## Stated goal
Please revise the items below, replacing "integer pixel coordinates" with "whole-number pixel coordinates" and changing nothing else, and omit the pictures from your version.

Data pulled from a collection
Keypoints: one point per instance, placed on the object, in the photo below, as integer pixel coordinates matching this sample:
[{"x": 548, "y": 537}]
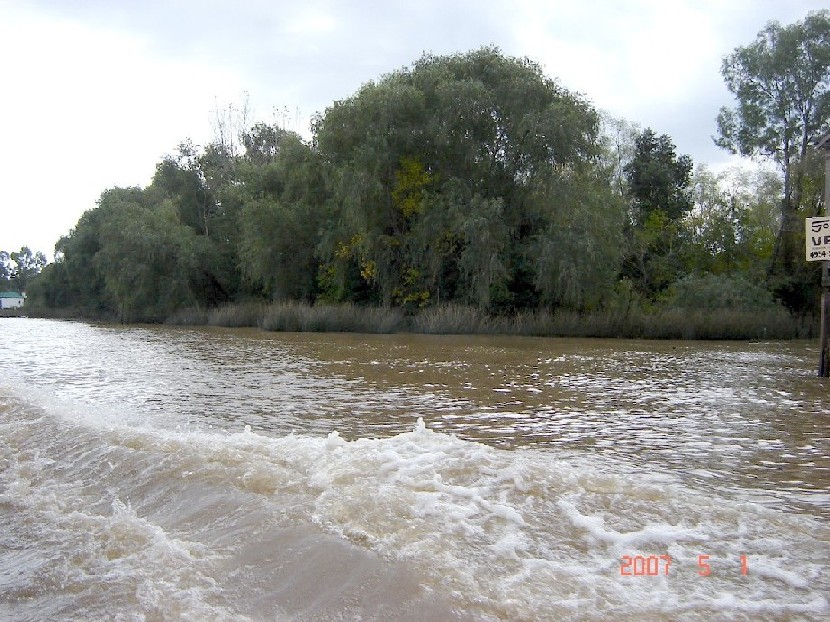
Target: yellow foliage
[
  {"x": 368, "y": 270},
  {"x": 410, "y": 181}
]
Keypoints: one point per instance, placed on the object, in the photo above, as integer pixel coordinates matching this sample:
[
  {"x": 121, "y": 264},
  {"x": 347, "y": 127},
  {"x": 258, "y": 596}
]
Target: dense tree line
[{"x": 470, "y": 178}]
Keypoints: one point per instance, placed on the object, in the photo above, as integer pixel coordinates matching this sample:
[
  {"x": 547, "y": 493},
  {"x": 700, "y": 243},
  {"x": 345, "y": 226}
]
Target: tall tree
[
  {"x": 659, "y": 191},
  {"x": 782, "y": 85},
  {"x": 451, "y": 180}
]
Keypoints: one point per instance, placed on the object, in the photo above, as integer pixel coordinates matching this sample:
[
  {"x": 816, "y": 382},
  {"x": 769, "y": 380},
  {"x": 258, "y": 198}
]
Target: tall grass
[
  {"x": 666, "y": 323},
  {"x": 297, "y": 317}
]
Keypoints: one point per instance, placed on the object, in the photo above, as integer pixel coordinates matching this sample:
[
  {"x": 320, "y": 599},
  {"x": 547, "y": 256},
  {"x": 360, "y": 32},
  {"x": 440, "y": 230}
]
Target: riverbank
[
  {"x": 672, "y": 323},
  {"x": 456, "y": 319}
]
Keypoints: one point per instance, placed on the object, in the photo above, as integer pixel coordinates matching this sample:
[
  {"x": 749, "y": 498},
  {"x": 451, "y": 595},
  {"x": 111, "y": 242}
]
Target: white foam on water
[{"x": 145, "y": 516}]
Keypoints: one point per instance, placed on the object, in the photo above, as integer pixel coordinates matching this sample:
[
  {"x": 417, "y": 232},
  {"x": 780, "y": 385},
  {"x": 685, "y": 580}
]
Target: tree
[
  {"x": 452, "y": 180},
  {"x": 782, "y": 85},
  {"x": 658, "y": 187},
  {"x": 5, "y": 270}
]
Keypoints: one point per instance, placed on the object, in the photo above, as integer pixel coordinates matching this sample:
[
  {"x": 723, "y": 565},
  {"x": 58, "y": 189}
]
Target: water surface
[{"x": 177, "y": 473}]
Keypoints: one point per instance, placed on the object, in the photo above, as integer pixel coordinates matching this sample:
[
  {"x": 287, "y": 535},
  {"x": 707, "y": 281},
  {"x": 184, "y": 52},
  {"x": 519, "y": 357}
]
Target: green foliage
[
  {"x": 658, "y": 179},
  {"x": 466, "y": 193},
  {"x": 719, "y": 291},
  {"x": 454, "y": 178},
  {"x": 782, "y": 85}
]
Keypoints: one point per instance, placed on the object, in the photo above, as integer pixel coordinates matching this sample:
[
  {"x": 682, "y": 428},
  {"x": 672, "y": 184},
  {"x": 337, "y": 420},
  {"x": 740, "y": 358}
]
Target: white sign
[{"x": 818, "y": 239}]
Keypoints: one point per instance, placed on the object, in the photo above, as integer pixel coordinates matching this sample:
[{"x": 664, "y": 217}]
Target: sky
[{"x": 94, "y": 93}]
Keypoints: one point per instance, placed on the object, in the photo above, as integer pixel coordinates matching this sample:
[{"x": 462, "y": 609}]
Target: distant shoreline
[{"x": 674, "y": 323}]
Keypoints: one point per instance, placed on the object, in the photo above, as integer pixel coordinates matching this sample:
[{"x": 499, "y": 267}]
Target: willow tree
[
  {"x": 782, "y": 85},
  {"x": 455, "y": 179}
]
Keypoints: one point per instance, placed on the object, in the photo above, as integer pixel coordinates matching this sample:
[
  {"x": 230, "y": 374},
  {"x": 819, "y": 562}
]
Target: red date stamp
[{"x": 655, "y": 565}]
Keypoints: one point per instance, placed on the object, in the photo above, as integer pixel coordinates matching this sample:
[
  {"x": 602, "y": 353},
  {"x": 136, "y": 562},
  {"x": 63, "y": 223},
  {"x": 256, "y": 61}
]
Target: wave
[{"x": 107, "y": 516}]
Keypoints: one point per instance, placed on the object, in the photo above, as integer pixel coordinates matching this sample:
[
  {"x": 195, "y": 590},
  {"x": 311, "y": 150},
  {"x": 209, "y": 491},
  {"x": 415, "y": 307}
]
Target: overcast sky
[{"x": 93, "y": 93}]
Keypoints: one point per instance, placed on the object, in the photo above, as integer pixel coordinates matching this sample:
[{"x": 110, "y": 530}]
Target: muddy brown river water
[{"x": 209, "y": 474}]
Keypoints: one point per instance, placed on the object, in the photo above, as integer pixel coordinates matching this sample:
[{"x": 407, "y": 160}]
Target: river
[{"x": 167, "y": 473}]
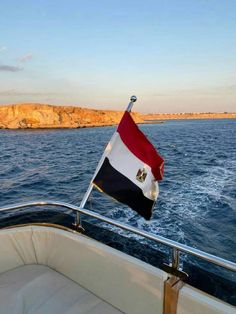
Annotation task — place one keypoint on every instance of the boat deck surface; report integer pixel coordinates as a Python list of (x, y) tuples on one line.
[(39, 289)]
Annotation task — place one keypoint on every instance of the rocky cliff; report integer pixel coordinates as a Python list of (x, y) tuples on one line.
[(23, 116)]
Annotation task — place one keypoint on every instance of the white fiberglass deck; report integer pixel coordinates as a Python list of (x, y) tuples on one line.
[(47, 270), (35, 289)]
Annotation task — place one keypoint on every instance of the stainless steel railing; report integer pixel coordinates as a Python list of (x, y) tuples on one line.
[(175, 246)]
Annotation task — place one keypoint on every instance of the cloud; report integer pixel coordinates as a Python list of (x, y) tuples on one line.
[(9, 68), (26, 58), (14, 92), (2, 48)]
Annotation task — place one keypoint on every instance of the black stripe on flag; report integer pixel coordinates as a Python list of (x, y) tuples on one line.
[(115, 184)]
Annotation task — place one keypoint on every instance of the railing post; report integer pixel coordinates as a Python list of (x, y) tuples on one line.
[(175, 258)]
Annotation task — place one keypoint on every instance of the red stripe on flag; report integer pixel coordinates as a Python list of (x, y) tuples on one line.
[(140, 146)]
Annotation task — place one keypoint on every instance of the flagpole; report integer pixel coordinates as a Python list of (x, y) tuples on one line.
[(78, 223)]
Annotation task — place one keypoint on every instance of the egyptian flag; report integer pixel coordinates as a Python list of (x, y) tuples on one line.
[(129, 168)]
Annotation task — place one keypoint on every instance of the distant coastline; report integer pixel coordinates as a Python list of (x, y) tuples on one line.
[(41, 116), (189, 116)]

## Response below
Keypoints: one point per instance, placed on the object, in the photo below, as whole-number pixel coordinates matching this sample:
[{"x": 548, "y": 537}]
Target: yellow foliage
[
  {"x": 368, "y": 270},
  {"x": 410, "y": 181}
]
Keypoints: one point per instance, placed on the object, in the photo above, as whole-number pixel coordinates matching this sample:
[
  {"x": 121, "y": 264},
  {"x": 347, "y": 127},
  {"x": 258, "y": 596}
]
Target: dense tree line
[{"x": 470, "y": 178}]
Keypoints: one point per instance, placed on the object, in the photo above, as whole-number pixel coordinates matching this sample:
[
  {"x": 547, "y": 493},
  {"x": 700, "y": 243},
  {"x": 345, "y": 226}
]
Target: tall tree
[
  {"x": 659, "y": 191},
  {"x": 782, "y": 85},
  {"x": 451, "y": 180}
]
Keypoints: one point per instance, placed on the object, in the photo above, as whole-number pixel coordinates matching this sample:
[
  {"x": 816, "y": 382},
  {"x": 769, "y": 380},
  {"x": 258, "y": 198}
]
Target: tall grass
[
  {"x": 666, "y": 323},
  {"x": 297, "y": 317}
]
Keypoints: one point per instance, placed on the object, in the photo above, as whole-number pixel coordinates matching this sample:
[
  {"x": 320, "y": 599},
  {"x": 547, "y": 256},
  {"x": 360, "y": 32},
  {"x": 440, "y": 230}
]
Target: riverbank
[
  {"x": 672, "y": 323},
  {"x": 456, "y": 319}
]
Keypoints: one point per instance, placed on the object, in the photo above, as whole-number pixel coordinates matching this sample:
[
  {"x": 749, "y": 498},
  {"x": 451, "y": 595},
  {"x": 111, "y": 242}
]
Target: white foam on water
[{"x": 145, "y": 516}]
Keypoints: one point per instance, placed on the object, in the photo above, as whole-number pixel coordinates matching this sample:
[
  {"x": 417, "y": 232},
  {"x": 780, "y": 385},
  {"x": 685, "y": 580}
]
Target: tree
[
  {"x": 452, "y": 180},
  {"x": 782, "y": 85},
  {"x": 658, "y": 187},
  {"x": 5, "y": 270}
]
Keypoints: one point per instance, placed on the object, in the photo above, as whole-number pixel coordinates matching this sample:
[
  {"x": 723, "y": 565},
  {"x": 58, "y": 189}
]
Target: water surface
[{"x": 177, "y": 473}]
Keypoints: one point per instance, placed on the object, in the photo above, as whole-number pixel coordinates matching this sample:
[
  {"x": 287, "y": 535},
  {"x": 707, "y": 281},
  {"x": 184, "y": 52},
  {"x": 519, "y": 357}
]
Target: green foliage
[
  {"x": 658, "y": 179},
  {"x": 466, "y": 193},
  {"x": 719, "y": 291},
  {"x": 454, "y": 178},
  {"x": 782, "y": 85}
]
Keypoints: one point per instance, placed on the object, in the photo above, as whole-number pixel coordinates matching this sample:
[
  {"x": 682, "y": 428},
  {"x": 672, "y": 184},
  {"x": 337, "y": 420},
  {"x": 740, "y": 358}
]
Target: white sign
[{"x": 818, "y": 239}]
Keypoints: one point per instance, placed on the object, in the photo above, as whole-number pixel coordinates matching this sample:
[{"x": 664, "y": 217}]
Target: sky
[{"x": 94, "y": 93}]
Keypoints: one point per instance, placed on the object, in the photo above, as whole-number pixel coordinates matching this sample:
[{"x": 462, "y": 609}]
Target: distant shoreline
[{"x": 674, "y": 323}]
Keypoints: one point per instance, placed on the object, in the photo above, as whole-number pixel coordinates matching this sample:
[{"x": 499, "y": 267}]
Target: willow tree
[
  {"x": 782, "y": 85},
  {"x": 455, "y": 179}
]
Keypoints: one point per instance, placed on the object, in the photo above, as whole-number pixel coordinates matching this sample:
[
  {"x": 230, "y": 374},
  {"x": 819, "y": 562}
]
Target: red date stamp
[{"x": 655, "y": 565}]
Keypoints: one point per instance, placed on the object, in the photo above, as whole-number pixel coordinates matching this sample:
[
  {"x": 602, "y": 353},
  {"x": 136, "y": 562},
  {"x": 63, "y": 223},
  {"x": 256, "y": 61}
]
Target: wave
[{"x": 107, "y": 516}]
Keypoints: one point per instance, placed on the object, in the photo above, as whole-number pixel coordinates matching this sample:
[
  {"x": 195, "y": 590},
  {"x": 311, "y": 150},
  {"x": 209, "y": 491},
  {"x": 415, "y": 307}
]
Target: overcast sky
[{"x": 93, "y": 93}]
Keypoints: one point per instance, placed on the object, in the photo above, as whole-number pixel coordinates matching this sample:
[{"x": 110, "y": 530}]
Target: muddy brown river water
[{"x": 209, "y": 474}]
Keypoints: one point per instance, placed on the object, in the photo above, as whole-number pixel coordinates matching this sample:
[{"x": 407, "y": 160}]
Target: river
[{"x": 167, "y": 473}]
Annotation task — place one keypoint on every instance of the boat deck surface; report whole-number pixel coordinates as a Python list of (x, y) tuples on one line.
[(39, 289)]
Annotation task — place one keypoint on every instance of the rocky cliff; report whole-number pixel coordinates as a Python list of (x, y) tuples on one line.
[(23, 116)]
Annotation task — place one keypoint on every instance of the white fiberglass deck; report whole-number pixel coordinates as a Python list of (x, y) tuples on one line.
[(47, 270), (35, 289)]
Annotation task — place one keypoint on every instance of the stainless steel railing; report whole-number pixel coordinates as a Python list of (x, y) tuples on one line.
[(175, 246)]
Annotation task — place one keypoint on every instance of the cloud; report whole-number pixel coordinates as a Python list of (x, y) tuples on one line.
[(9, 68), (26, 58), (14, 92), (2, 48)]
Annotation task — place one keypoint on every instance of the black stripe on flag; report whole-number pixel coordinates as a Python list of (x, y) tuples on one line.
[(115, 184)]
Annotation task — place one keypoint on every instance of the railing post; report whole-number pixel coordinates as a Python list of (x, y) tuples on one line.
[(175, 258)]
Annotation task — place one keypoint on every instance of the red stripe on flag; report whole-number pixel coordinates as a Python list of (x, y) tuples on one line.
[(140, 146)]
Annotation task — place one keypoint on every instance of the flagpole; report whole-number pixel coordinates as a Python list of (x, y) tuples on one line.
[(78, 223)]
Annotation task — place one keypoint on every instance of the egyptian flag; report whole-number pixel coordinates as a Python list of (x, y) tuples on one line.
[(129, 168)]
Annotation task — place one keypoint on every instance of the distant coastline; report whole-number pixel coordinates as a Python list of (x, y) tuples on one line.
[(41, 116), (189, 116)]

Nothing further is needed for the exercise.